(«Февраль, с тобою на пари…»)
Кстати, вспоминая о роли Пастернака в творческой судьбе Поплавского (об их встрече в Берлине шла уже речь), замечу, что отдельные приметы обращения поэта русского Парижа к поэтическому миру Пастернака — при всей отдаленности его от мира Поплавского, — вплоть до сближения конкретных образов, интонаций, встречаются порою в стихотворениях Поплавского.
Конечно, картина эволюции поэзии авангарда в России была богаче и многообразнее, чем в зарубежье. Здесь были и «Леф» с его теорией «литературы факта», идеей социального заказа; и конструктивисты с их «локальной семантикой» и техницизмом. Эти направления поэтического развития не могли бы, конечно, возникнуть в зарубежье. Они были естественным порождением литературного процесса в советской России 1920—1930-х годов, их эстетические идеи (призывы к «производственному искусству», движение к факту, к документу, к деловой речи) были, в конечном счете, устремлены к созданию нового искусства, деятельно участвующего в строительстве нового мира.

Задание A |
Повторите дословно фрагмент текста от «Конечно, картина эволюции» до «строительстве нового мира.».
Задание B |
Какие два направления поэзии авангарда в России, согласно тексту, не могли бы возникнуть в зарубежье?
Записи для работы с текстом не понадобятся.

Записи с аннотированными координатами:
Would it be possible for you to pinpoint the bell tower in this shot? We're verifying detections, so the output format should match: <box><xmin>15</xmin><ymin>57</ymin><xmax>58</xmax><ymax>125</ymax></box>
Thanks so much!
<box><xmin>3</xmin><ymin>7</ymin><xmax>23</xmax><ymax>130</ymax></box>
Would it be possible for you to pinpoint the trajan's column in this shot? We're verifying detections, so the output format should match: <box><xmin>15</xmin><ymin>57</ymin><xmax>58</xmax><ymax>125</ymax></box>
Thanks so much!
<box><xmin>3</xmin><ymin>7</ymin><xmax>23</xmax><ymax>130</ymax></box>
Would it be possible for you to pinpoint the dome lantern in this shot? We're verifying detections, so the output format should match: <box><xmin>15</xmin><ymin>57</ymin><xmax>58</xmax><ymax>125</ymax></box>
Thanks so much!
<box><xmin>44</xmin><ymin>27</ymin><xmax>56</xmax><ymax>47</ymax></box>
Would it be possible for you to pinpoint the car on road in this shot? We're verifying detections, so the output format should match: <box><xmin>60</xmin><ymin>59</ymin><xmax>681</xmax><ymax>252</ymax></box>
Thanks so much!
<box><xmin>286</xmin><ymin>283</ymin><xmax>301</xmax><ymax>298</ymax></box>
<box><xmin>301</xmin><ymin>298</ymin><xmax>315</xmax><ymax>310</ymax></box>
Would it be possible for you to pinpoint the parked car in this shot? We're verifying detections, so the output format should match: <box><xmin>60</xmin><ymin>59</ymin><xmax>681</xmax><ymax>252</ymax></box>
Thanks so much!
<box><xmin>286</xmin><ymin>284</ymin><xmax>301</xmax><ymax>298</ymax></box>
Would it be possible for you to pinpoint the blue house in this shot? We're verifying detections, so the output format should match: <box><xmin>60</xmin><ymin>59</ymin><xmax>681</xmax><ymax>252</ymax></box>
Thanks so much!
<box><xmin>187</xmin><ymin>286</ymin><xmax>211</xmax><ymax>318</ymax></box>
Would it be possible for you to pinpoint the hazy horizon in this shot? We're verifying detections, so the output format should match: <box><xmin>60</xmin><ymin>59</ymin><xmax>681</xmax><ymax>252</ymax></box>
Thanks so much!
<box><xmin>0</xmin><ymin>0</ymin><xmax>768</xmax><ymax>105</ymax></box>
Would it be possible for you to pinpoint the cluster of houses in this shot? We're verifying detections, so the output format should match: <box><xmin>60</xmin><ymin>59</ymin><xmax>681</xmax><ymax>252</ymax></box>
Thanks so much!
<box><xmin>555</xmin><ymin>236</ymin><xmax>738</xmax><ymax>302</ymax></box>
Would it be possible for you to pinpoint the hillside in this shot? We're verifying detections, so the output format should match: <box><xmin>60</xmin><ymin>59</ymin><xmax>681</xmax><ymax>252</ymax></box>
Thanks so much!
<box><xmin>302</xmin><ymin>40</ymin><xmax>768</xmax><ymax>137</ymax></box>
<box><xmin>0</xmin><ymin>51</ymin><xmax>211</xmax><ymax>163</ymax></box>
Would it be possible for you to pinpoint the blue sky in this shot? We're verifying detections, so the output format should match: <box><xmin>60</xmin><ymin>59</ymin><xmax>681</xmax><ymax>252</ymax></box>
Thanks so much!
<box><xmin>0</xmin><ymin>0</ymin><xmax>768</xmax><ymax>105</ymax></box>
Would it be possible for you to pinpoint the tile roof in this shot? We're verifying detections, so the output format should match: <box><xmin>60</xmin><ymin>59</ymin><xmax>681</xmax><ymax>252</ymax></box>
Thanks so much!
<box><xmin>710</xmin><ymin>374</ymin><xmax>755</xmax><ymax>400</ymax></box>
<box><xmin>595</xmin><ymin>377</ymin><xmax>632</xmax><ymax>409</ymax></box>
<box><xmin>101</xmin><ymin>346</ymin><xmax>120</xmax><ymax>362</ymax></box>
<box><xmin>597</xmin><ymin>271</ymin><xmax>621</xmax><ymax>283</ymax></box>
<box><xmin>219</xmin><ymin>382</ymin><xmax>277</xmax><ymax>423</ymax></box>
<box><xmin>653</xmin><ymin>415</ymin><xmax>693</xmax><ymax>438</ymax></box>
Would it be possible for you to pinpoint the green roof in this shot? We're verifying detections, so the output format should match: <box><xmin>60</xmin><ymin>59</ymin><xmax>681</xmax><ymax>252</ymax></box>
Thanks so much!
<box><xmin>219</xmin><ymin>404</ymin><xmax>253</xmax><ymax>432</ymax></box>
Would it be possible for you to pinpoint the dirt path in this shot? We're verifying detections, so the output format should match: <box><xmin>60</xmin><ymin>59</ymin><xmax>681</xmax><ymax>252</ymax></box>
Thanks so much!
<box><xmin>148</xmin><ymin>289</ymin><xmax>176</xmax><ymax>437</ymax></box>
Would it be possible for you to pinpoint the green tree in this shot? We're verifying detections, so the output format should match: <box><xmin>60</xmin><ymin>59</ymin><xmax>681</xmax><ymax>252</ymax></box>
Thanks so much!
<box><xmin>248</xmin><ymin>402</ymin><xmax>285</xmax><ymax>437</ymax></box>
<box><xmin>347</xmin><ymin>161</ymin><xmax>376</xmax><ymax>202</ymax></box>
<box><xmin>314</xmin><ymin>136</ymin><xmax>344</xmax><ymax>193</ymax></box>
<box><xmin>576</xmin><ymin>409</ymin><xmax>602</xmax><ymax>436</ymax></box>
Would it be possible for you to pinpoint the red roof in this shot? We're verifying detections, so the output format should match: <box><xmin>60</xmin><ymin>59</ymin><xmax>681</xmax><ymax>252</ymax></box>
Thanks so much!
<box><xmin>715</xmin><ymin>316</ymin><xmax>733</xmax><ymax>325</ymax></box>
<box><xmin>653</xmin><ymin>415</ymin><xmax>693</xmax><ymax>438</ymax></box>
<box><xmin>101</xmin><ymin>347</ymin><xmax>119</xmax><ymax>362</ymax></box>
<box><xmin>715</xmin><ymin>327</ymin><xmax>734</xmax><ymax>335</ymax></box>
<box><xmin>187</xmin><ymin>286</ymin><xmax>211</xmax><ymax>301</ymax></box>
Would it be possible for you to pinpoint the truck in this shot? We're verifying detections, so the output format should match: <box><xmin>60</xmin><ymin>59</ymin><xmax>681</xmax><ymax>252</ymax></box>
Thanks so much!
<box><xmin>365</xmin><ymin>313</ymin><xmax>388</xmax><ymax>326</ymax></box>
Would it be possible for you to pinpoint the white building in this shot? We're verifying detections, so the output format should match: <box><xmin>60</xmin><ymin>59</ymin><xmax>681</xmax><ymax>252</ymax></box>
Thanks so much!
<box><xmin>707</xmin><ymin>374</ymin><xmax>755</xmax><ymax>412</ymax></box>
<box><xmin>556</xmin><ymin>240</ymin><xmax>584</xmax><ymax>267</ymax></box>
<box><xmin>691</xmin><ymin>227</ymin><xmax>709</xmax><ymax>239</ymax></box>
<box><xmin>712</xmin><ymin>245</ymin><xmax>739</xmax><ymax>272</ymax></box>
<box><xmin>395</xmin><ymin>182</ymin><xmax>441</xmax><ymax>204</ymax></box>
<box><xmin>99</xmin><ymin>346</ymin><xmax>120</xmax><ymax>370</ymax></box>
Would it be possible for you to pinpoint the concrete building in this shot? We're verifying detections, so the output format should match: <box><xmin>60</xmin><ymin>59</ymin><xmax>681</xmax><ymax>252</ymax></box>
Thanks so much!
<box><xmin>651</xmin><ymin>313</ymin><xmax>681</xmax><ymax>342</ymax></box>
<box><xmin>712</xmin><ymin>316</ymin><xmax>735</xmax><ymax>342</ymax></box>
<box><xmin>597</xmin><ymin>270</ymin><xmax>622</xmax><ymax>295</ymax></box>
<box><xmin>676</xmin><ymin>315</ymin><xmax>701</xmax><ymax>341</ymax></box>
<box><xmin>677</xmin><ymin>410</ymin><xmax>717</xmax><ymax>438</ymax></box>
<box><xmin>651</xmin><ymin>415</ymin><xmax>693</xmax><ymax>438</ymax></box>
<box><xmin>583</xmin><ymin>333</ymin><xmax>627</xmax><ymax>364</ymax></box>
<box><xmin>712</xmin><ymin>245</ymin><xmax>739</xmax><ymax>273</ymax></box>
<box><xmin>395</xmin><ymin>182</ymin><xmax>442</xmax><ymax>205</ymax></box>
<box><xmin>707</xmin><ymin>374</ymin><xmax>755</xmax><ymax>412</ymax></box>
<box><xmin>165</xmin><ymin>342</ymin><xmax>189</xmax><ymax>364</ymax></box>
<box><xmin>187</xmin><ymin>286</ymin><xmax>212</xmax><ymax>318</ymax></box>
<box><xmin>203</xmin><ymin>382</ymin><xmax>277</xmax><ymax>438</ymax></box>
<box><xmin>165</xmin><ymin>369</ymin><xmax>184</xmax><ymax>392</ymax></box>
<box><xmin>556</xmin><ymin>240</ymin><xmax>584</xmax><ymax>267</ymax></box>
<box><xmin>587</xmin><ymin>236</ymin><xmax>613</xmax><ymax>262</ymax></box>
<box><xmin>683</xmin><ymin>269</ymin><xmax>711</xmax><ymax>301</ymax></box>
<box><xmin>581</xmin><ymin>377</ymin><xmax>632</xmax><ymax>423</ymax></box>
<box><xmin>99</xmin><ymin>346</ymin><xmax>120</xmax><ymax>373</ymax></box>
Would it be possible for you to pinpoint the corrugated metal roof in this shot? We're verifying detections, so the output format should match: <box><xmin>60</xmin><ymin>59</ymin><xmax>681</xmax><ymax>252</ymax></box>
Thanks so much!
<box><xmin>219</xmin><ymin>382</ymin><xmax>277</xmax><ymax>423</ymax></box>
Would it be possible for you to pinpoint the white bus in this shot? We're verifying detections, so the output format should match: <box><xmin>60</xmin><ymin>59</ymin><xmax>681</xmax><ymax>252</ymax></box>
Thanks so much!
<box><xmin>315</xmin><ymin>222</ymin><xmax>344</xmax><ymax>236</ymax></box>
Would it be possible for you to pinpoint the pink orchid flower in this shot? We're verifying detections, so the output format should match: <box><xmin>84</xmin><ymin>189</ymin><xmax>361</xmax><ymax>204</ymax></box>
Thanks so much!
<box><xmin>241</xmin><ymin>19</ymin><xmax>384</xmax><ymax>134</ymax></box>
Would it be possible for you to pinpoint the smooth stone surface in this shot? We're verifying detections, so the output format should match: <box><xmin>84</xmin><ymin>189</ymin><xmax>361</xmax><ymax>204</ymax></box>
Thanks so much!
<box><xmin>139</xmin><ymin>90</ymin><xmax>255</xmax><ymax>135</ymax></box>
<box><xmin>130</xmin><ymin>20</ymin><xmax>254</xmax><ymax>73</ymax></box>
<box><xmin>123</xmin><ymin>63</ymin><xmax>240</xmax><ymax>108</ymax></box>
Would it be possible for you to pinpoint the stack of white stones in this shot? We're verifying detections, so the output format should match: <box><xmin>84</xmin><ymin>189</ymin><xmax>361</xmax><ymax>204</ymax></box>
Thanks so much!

Правильный ответ A |
Конечно, картина эволюции поэзии авангарда в России была богаче и многообразнее, чем в зарубежье. Здесь были и «Леф» с его теорией «литературы факта», идеей социального заказа; и конструктивисты с их «локальной семантикой» и техницизмом. Эти направления поэтического развития не могли бы, конечно, возникнуть в зарубежье. Они были естественным порождением литературного процесса в советской России 1920—1930-х годов, их эстетические идеи (призывы к «производственному искусству», движение к факту, к документу, к деловой речи) были, в конечном счете, устремлены к созданию нового искусства, деятельно участвующего в строительстве нового мира.

Правильный ответ B |
«Леф» и конструктивисты.